*ESERCIZIO SCRITTO 1:* Trascrivi integralmente il brano su Ariosto e l'Orlando furioso, senza cambiare nulla.

*BRANO DI TESTO:*
════════

«Chi è questo Ludovico Ariosto che alle gesta cavalleresche non crede, eppure investe tutte le sue forze a rappresentare scontri di paladini e d’infedeli in un poema lavorato con cura minuziosa? Chi è questo poeta che soffre di come il mondo è e di come non è e potrebbe essere, eppure lo rappresenta come uno spettacolo multicolore e multiforme da contemplare con ironica saggezza?»
Le domande di Italo Calvino, poste a sé stesso e al pubblico letterario nel 1968, risultano ancora oggi una chiave di lettura estremamente acuta dell’Orlando furioso, a cinquecento anni esatti dalla prima pubblicazione dell’opera (1516).

════════

(Voci di annotazione delle immagini)

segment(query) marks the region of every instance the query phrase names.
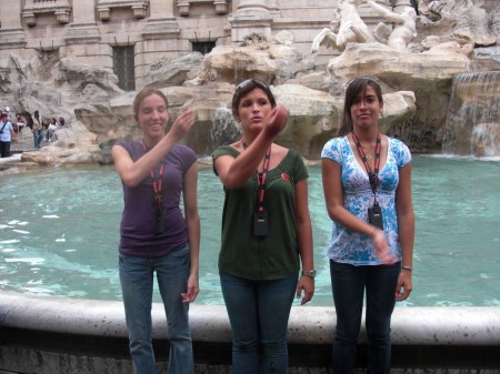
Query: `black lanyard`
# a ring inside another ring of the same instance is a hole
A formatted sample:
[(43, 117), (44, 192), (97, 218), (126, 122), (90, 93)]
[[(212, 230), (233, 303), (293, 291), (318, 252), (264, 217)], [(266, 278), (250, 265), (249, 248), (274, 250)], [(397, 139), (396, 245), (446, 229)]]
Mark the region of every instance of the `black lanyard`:
[[(147, 152), (144, 140), (142, 140), (142, 148), (144, 149), (144, 152)], [(163, 198), (161, 194), (162, 176), (163, 176), (163, 162), (161, 162), (161, 164), (160, 164), (160, 171), (158, 172), (157, 176), (154, 176), (154, 168), (151, 169), (151, 179), (153, 181), (154, 201), (158, 203), (158, 208), (160, 208), (160, 209), (163, 208), (163, 205), (162, 205)]]
[(373, 172), (370, 169), (370, 164), (368, 163), (367, 155), (364, 154), (363, 148), (361, 146), (361, 143), (359, 142), (358, 137), (356, 135), (356, 133), (353, 131), (351, 132), (351, 134), (352, 134), (352, 140), (354, 141), (354, 144), (356, 144), (356, 148), (358, 149), (359, 155), (361, 156), (361, 161), (364, 164), (364, 169), (367, 169), (371, 191), (373, 192), (373, 204), (378, 204), (378, 202), (377, 202), (377, 185), (379, 184), (380, 151), (382, 148), (380, 132), (377, 134)]
[[(247, 149), (248, 144), (244, 140), (241, 141), (243, 143), (243, 148)], [(257, 210), (259, 212), (263, 212), (264, 205), (264, 195), (266, 195), (266, 179), (268, 176), (268, 169), (269, 169), (269, 162), (271, 161), (271, 148), (268, 148), (268, 151), (266, 152), (262, 172), (257, 172)]]

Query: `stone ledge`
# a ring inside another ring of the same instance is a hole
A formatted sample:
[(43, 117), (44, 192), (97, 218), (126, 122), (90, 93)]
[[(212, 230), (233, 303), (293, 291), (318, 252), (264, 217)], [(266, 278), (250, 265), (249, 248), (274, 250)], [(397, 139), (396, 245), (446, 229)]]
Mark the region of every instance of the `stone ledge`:
[[(159, 365), (168, 360), (167, 324), (153, 304)], [(226, 307), (192, 304), (197, 373), (230, 373), (231, 331)], [(500, 373), (500, 307), (397, 307), (391, 373)], [(329, 373), (333, 307), (296, 306), (289, 323), (289, 373)], [(33, 296), (0, 291), (0, 368), (39, 374), (128, 373), (121, 302)], [(362, 328), (357, 365), (366, 367)], [(49, 368), (48, 368), (49, 367)], [(84, 370), (82, 368), (84, 367)], [(22, 370), (21, 370), (22, 368)]]

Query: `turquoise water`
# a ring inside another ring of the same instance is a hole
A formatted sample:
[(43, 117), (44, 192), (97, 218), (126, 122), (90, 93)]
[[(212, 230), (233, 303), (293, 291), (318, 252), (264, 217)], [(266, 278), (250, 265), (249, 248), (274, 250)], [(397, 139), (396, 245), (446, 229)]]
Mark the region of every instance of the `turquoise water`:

════════

*ESERCIZIO SCRITTO 2:* Riscrivi come array JSON di stringhe tutto ciò che va dall'inizio dell'elenco fino alla riga che contiene "172), (257, 172)]]", inclusa, con una stringa per ogni riga e senza le righe vuote. Lascia fuori le immagini dalla risposta.

*RISPOSTA CORRETTA 1:*
«Chi è questo Ludovico Ariosto che alle gesta cavalleresche non crede, eppure investe tutte le sue forze a rappresentare scontri di paladini e d’infedeli in un poema lavorato con cura minuziosa? Chi è questo poeta che soffre di come il mondo è e di come non è e potrebbe essere, eppure lo rappresenta come uno spettacolo multicolore e multiforme da contemplare con ironica saggezza?»
Le domande di Italo Calvino, poste a sé stesso e al pubblico letterario nel 1968, risultano ancora oggi una chiave di lettura estremamente acuta dell’Orlando furioso, a cinquecento anni esatti dalla prima pubblicazione dell’opera (1516).

*RISPOSTA CORRETTA 2:*
[
  "segment(query) marks the region of every instance the query phrase names.",
  "Query: `black lanyard`",
  "# a ring inside another ring of the same instance is a hole",
  "A formatted sample:",
  "[(43, 117), (44, 192), (97, 218), (126, 122), (90, 93)]",
  "[[(212, 230), (233, 303), (293, 291), (318, 252), (264, 217)], [(266, 278), (250, 265), (249, 248), (274, 250)], [(397, 139), (396, 245), (446, 229)]]",
  "Mark the region of every instance of the `black lanyard`:",
  "[[(147, 152), (144, 140), (142, 140), (142, 148), (144, 149), (144, 152)], [(163, 198), (161, 194), (162, 176), (163, 176), (163, 162), (161, 162), (161, 164), (160, 164), (160, 171), (158, 172), (157, 176), (154, 176), (154, 168), (151, 169), (151, 179), (153, 181), (154, 201), (158, 203), (158, 208), (160, 208), (160, 209), (163, 208), (163, 205), (162, 205)]]",
  "[(373, 172), (370, 169), (370, 164), (368, 163), (367, 155), (364, 154), (363, 148), (361, 146), (361, 143), (359, 142), (358, 137), (356, 135), (356, 133), (353, 131), (351, 132), (351, 134), (352, 134), (352, 140), (354, 141), (354, 144), (356, 144), (356, 148), (358, 149), (359, 155), (361, 156), (361, 161), (364, 164), (364, 169), (367, 169), (371, 191), (373, 192), (373, 204), (378, 204), (378, 202), (377, 202), (377, 185), (379, 184), (380, 151), (382, 148), (380, 132), (377, 134)]",
  "[[(247, 149), (248, 144), (244, 140), (241, 141), (243, 143), (243, 148)], [(257, 210), (259, 212), (263, 212), (264, 205), (264, 195), (266, 195), (266, 179), (268, 176), (268, 169), (269, 169), (269, 162), (271, 161), (271, 148), (268, 148), (268, 151), (266, 152), (262, 172), (257, 172)]]"
]